## Activity 1
According to the dog shedding article, how many hairs do humans shed each day?
## Activity 2
From the dog shedding article, quote the passage starting at "Infographics By: www.ghergich.com" and ending at "happy and healthy.".

## Excerpted passage
== Segment start ==

By CarolineGolon on May. 18, 2017

Infographics By: www.ghergich.com

As pet parents know, a home with a dog is a home full of fur. It’s on every carpet or rug, in every corner, all over your clothes and maybe even in your morning coffee. While a house full of fur is a fair exchange for the loyalty and unconditional love provided by our favorite canine companions, dog shedding can become overwhelming if left unchecked. Here’s all you need to know about shedding, how to keep that fur tamed, and how to keep your dog happy and healthy.

Why Do Dogs Shed?
Dogs shed for an important reason: to get rid of old, dead fur to make room for new growth, according to Vetstreet.com. This happens year-round, but some breeds shed heavily twice a year in what’s called “blowing their coat.” This typically occurs in the spring, when many dogs shed their winter coat to make way for a lighter summer coat, and again in the fall when dogs get rid of that lighter coat in favor of warmer, denser fur. And dogs that are mostly indoor dogs tend to shed more evenly throughout the year as their coat density tends to be more uniform.

Before you blame the furry tumbleweeds in your house solely on your dog, know this: Humans shed between 50 and 100 hairs every day. And we shed hair for the same reason—to get rid of old hair and make way for the new.

Not All Breeds Shed the Same
There are some dog breeds that shed more than others. Shedding is most apparent in double-coated breeds. They have a long protective overcoat as well as an insulating undercoat.

== Segment end ==

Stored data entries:
== Segment start ==

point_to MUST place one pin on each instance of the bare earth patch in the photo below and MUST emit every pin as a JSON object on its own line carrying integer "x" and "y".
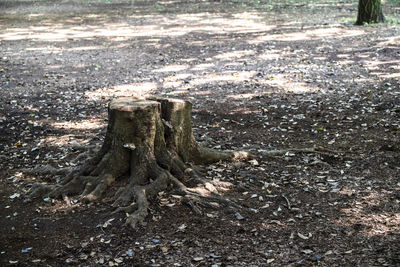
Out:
{"x": 261, "y": 76}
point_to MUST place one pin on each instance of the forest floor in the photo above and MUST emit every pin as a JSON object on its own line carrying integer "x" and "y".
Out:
{"x": 261, "y": 75}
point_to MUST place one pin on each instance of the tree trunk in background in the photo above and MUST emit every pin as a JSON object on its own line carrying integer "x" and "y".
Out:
{"x": 369, "y": 11}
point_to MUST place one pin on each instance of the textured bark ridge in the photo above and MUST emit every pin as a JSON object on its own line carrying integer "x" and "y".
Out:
{"x": 149, "y": 145}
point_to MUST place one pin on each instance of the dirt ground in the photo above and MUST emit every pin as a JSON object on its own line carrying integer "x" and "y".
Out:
{"x": 261, "y": 75}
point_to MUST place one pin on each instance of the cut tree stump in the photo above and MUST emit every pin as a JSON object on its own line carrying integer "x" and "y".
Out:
{"x": 148, "y": 146}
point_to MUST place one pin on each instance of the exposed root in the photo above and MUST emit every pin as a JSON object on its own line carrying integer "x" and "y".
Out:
{"x": 149, "y": 145}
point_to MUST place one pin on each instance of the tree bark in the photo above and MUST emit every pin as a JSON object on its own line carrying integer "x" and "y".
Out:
{"x": 369, "y": 11}
{"x": 148, "y": 146}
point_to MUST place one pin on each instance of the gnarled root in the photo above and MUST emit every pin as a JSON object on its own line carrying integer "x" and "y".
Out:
{"x": 146, "y": 149}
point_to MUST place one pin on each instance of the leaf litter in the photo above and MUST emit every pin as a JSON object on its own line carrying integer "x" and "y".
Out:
{"x": 335, "y": 208}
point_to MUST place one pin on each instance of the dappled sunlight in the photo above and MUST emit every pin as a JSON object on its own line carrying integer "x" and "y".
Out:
{"x": 361, "y": 212}
{"x": 310, "y": 34}
{"x": 171, "y": 68}
{"x": 92, "y": 124}
{"x": 135, "y": 89}
{"x": 123, "y": 31}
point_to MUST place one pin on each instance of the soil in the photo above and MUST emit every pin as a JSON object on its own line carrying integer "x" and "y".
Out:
{"x": 262, "y": 75}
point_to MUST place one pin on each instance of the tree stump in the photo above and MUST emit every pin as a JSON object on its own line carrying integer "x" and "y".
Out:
{"x": 148, "y": 146}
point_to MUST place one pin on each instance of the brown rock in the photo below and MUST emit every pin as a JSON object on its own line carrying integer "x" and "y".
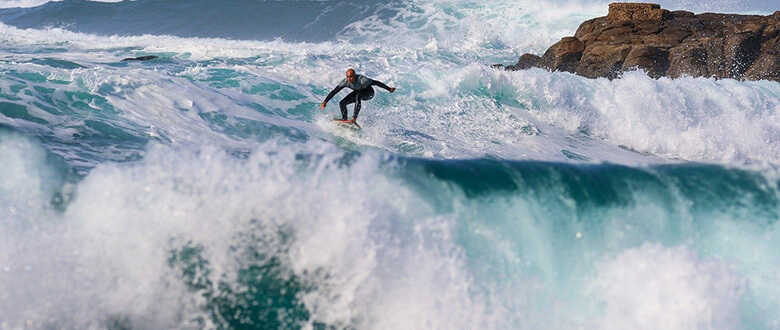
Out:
{"x": 563, "y": 55}
{"x": 687, "y": 61}
{"x": 654, "y": 60}
{"x": 606, "y": 61}
{"x": 663, "y": 43}
{"x": 628, "y": 11}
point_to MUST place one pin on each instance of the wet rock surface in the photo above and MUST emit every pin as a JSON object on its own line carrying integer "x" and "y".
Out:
{"x": 667, "y": 44}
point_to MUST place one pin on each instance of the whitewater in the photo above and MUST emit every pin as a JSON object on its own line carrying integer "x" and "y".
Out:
{"x": 206, "y": 189}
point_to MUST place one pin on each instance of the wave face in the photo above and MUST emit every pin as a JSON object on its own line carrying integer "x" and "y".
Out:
{"x": 206, "y": 189}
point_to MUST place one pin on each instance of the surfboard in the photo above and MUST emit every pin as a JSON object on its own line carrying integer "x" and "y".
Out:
{"x": 347, "y": 124}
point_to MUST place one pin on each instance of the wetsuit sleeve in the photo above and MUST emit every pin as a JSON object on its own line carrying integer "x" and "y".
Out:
{"x": 333, "y": 93}
{"x": 380, "y": 84}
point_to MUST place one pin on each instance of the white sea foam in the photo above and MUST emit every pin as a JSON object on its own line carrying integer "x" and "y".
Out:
{"x": 35, "y": 3}
{"x": 652, "y": 287}
{"x": 107, "y": 256}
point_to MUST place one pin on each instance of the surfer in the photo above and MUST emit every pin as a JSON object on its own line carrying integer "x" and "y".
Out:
{"x": 361, "y": 91}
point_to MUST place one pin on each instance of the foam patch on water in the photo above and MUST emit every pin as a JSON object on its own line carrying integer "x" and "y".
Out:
{"x": 652, "y": 287}
{"x": 108, "y": 260}
{"x": 35, "y": 3}
{"x": 695, "y": 119}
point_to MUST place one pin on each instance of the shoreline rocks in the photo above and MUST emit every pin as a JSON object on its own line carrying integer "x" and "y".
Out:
{"x": 667, "y": 44}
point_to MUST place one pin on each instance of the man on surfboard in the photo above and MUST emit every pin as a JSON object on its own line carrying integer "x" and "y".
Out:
{"x": 361, "y": 91}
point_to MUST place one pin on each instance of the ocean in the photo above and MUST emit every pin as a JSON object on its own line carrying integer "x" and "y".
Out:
{"x": 205, "y": 189}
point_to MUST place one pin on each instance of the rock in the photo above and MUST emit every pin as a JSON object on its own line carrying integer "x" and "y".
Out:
{"x": 627, "y": 11}
{"x": 564, "y": 55}
{"x": 687, "y": 61}
{"x": 663, "y": 43}
{"x": 654, "y": 60}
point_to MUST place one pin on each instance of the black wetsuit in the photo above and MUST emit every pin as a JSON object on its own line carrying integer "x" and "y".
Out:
{"x": 361, "y": 91}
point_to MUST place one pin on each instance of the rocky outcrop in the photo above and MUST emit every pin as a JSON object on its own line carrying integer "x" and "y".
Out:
{"x": 667, "y": 43}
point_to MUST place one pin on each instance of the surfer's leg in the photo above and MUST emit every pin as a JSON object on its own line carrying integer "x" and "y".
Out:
{"x": 365, "y": 95}
{"x": 350, "y": 98}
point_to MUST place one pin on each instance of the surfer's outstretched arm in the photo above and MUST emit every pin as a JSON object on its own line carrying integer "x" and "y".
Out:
{"x": 331, "y": 95}
{"x": 382, "y": 85}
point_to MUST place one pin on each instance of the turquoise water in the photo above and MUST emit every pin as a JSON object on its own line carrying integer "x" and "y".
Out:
{"x": 205, "y": 189}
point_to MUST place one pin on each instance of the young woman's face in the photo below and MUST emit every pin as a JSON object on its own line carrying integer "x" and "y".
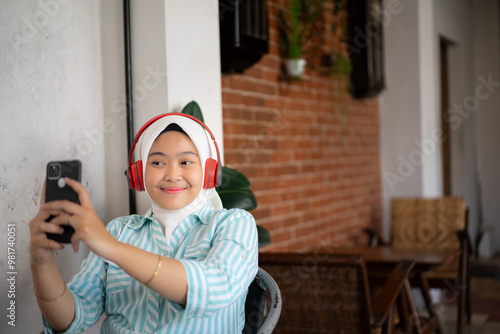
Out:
{"x": 173, "y": 172}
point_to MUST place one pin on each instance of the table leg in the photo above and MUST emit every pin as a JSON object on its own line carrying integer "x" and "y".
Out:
{"x": 434, "y": 322}
{"x": 414, "y": 318}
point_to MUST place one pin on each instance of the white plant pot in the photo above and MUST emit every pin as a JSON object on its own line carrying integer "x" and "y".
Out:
{"x": 295, "y": 67}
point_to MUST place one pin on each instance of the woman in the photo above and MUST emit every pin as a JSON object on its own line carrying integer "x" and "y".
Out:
{"x": 183, "y": 267}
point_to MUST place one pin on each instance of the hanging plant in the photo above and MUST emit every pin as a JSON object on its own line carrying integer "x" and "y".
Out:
{"x": 296, "y": 29}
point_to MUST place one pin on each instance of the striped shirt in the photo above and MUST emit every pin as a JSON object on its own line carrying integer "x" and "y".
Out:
{"x": 218, "y": 249}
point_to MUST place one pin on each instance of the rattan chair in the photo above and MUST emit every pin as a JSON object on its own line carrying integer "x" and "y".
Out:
{"x": 263, "y": 304}
{"x": 440, "y": 224}
{"x": 325, "y": 293}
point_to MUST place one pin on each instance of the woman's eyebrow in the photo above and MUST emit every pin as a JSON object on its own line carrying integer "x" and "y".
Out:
{"x": 177, "y": 155}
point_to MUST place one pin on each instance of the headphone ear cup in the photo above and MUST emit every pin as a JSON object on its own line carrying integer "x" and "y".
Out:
{"x": 135, "y": 176}
{"x": 211, "y": 176}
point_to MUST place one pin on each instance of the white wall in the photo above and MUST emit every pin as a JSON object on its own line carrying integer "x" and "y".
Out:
{"x": 62, "y": 95}
{"x": 487, "y": 117}
{"x": 410, "y": 106}
{"x": 400, "y": 105}
{"x": 50, "y": 108}
{"x": 179, "y": 42}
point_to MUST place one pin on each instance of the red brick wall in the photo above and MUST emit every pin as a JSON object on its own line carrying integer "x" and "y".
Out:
{"x": 311, "y": 152}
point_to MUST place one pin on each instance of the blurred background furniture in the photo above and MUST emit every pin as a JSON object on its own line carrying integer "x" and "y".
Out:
{"x": 262, "y": 293}
{"x": 329, "y": 293}
{"x": 435, "y": 224}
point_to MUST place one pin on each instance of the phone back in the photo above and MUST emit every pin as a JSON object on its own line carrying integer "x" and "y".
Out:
{"x": 56, "y": 189}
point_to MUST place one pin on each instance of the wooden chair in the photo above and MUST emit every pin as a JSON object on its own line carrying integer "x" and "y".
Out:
{"x": 441, "y": 224}
{"x": 261, "y": 316}
{"x": 324, "y": 293}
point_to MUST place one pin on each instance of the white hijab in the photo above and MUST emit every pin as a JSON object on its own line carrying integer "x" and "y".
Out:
{"x": 170, "y": 219}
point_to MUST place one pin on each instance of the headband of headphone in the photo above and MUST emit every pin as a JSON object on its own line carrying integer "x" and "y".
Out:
{"x": 213, "y": 169}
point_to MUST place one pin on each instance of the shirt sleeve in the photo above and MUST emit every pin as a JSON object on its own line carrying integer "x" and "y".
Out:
{"x": 87, "y": 287}
{"x": 230, "y": 265}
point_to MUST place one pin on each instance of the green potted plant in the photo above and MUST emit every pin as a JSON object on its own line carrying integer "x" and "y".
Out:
{"x": 296, "y": 30}
{"x": 234, "y": 190}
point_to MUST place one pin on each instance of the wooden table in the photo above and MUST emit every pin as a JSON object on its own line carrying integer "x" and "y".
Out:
{"x": 381, "y": 260}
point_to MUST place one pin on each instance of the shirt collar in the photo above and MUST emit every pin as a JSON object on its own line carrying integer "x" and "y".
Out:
{"x": 204, "y": 215}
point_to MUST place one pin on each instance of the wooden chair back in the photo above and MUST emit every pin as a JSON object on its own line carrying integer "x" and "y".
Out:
{"x": 321, "y": 293}
{"x": 429, "y": 223}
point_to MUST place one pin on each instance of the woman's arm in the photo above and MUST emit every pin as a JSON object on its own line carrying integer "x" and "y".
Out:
{"x": 55, "y": 302}
{"x": 143, "y": 266}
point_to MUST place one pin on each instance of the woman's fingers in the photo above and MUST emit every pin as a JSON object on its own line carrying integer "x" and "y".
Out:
{"x": 82, "y": 192}
{"x": 51, "y": 228}
{"x": 55, "y": 208}
{"x": 43, "y": 242}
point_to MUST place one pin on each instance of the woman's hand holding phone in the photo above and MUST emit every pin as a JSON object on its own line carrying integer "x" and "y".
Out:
{"x": 82, "y": 217}
{"x": 42, "y": 248}
{"x": 66, "y": 215}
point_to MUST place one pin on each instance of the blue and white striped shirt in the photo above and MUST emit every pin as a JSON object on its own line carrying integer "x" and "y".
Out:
{"x": 219, "y": 251}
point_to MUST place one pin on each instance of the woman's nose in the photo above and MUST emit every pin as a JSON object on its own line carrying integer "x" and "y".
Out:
{"x": 172, "y": 172}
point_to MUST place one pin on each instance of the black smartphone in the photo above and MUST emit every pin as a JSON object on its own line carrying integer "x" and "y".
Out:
{"x": 56, "y": 189}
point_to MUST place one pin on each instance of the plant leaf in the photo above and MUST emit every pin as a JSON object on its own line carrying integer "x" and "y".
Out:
{"x": 238, "y": 198}
{"x": 193, "y": 109}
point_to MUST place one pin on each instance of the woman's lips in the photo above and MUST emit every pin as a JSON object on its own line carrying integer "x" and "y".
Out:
{"x": 173, "y": 191}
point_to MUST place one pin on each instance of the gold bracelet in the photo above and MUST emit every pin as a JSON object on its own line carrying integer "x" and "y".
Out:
{"x": 50, "y": 300}
{"x": 156, "y": 271}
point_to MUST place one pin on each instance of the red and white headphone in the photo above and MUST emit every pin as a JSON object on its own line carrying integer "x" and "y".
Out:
{"x": 213, "y": 169}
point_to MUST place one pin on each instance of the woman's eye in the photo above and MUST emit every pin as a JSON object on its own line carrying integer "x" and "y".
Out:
{"x": 157, "y": 163}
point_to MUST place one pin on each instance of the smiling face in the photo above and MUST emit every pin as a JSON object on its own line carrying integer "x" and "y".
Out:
{"x": 174, "y": 174}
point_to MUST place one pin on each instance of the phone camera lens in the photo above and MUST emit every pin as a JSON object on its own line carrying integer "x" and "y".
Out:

== Segment end ==

## Expected output 1
Between 50 and 100 hairs every day.

## Expected output 2
Infographics By: www.ghergich.com

As pet parents know, a home with a dog is a home full of fur. It’s on every carpet or rug, in every corner, all over your clothes and maybe even in your morning coffee. While a house full of fur is a fair exchange for the loyalty and unconditional love provided by our favorite canine companions, dog shedding can become overwhelming if left unchecked. Here’s all you need to know about shedding, how to keep that fur tamed, and how to keep your dog happy and healthy.